• Teks Halaman:
Mei 24, 2014

Anak Dosen

Kemarin sempat terpikir sebuah cerita. Awalnya cerita ini dibuat karena banyak banget orang yang menyangka saya masih kuliah. Mungkin karena tubuh saya kecil dan wajah saya baby face kali ya, hahaha. Tapi nggak apa-apa lah, mending dibilang masih muda daripada dibilang tua sebelum waktunya. Oke, cekidot!

***

Waktu itu, aku sedang duduk di kantin kampus. Tiba-tiba seorang dosen Teknologi Informasi favoritku parkir di depan kantin dan dia membawa seorang cewek. Aku mendengar cewek itu bilang, "Ntar Karina tunggu di perpus aja ya, Pa!" sambil melambai kepada dosenku dan berlari ke perpustakaan. Dosenku melihat ke arahku dan tersenyum, lalu masuk ke ruang dosen. Wah, tumben pak dosen bawa anaknya ke kampus. Wajahnya cute lagi. Pikirku, jangan-jangan baru lulus SMA dan sedang melihat-lihat kampus ini.

• Masukan Tugas Ini:
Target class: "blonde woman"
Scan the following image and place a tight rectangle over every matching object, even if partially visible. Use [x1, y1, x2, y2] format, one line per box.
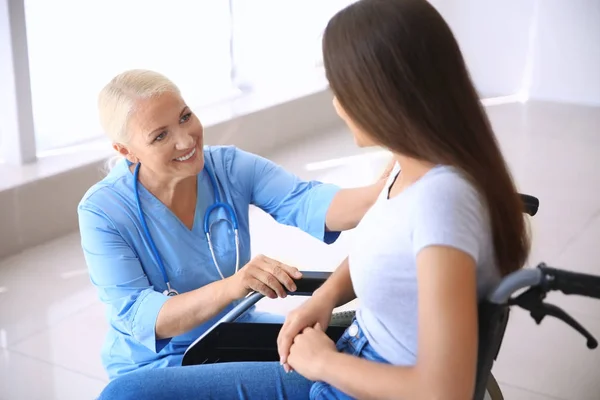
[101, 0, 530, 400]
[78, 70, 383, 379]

--

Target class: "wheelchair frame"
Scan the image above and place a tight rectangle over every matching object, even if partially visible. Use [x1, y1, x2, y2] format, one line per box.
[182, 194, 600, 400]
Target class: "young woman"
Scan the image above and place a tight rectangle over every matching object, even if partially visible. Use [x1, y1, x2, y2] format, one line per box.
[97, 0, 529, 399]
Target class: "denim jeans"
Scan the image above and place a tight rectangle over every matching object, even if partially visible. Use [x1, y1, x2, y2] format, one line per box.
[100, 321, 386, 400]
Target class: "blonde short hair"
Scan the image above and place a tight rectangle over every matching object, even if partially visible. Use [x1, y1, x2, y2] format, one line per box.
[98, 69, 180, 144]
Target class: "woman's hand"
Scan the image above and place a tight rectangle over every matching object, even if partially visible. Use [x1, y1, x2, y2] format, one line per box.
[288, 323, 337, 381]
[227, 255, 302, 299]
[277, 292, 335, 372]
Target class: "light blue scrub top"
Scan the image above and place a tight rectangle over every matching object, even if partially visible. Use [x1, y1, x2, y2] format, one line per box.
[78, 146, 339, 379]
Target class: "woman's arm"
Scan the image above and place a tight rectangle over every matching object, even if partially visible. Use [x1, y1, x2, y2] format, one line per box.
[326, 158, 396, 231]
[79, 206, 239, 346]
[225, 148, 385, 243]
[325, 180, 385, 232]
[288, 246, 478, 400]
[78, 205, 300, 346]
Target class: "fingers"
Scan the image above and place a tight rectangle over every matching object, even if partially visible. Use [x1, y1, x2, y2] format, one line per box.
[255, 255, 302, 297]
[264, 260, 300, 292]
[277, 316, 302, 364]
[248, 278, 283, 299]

==

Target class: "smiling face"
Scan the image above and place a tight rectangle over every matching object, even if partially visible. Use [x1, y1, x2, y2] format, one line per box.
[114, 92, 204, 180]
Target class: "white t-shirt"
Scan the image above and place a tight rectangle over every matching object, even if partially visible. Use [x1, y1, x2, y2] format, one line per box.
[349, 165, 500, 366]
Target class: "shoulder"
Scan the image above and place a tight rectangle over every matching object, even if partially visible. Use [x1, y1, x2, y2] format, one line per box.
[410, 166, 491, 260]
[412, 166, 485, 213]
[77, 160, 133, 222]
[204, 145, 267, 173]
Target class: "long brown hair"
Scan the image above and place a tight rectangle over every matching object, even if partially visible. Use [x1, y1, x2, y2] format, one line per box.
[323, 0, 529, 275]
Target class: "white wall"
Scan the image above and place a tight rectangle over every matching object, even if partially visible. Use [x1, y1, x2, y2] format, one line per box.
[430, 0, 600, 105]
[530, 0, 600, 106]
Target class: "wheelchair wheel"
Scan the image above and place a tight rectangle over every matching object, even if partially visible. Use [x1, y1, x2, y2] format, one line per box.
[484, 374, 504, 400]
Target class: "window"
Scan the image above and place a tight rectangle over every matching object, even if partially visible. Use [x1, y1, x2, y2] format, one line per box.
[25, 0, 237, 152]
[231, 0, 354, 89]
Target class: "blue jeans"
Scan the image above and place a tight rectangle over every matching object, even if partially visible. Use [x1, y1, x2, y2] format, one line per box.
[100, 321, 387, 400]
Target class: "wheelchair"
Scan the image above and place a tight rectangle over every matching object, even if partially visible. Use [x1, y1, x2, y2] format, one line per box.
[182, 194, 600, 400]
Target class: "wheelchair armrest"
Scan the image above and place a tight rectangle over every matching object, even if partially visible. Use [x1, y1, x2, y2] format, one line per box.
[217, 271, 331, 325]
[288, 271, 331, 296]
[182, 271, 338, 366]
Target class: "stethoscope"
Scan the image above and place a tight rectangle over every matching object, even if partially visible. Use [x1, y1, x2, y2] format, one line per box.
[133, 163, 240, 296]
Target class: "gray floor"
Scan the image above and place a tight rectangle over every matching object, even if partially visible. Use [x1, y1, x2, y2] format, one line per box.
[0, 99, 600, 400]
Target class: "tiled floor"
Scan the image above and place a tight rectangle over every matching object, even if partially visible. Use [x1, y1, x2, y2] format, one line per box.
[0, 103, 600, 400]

• Tugas Singkat 1: Menurut teks halaman, di mana narator sedang duduk ketika dosen Teknologi Informasi itu datang?
• Tugas Singkat 2: Temukan setiap baris dalam catatan yang memuat kata "white", lalu salin baris-baris tersebut. Huruf besar dan kecil dibedakan.

• Jawaban Benar 1: Di kantin kampus.

• Jawaban Benar 2:
Target class: "white t-shirt"
Target class: "white wall"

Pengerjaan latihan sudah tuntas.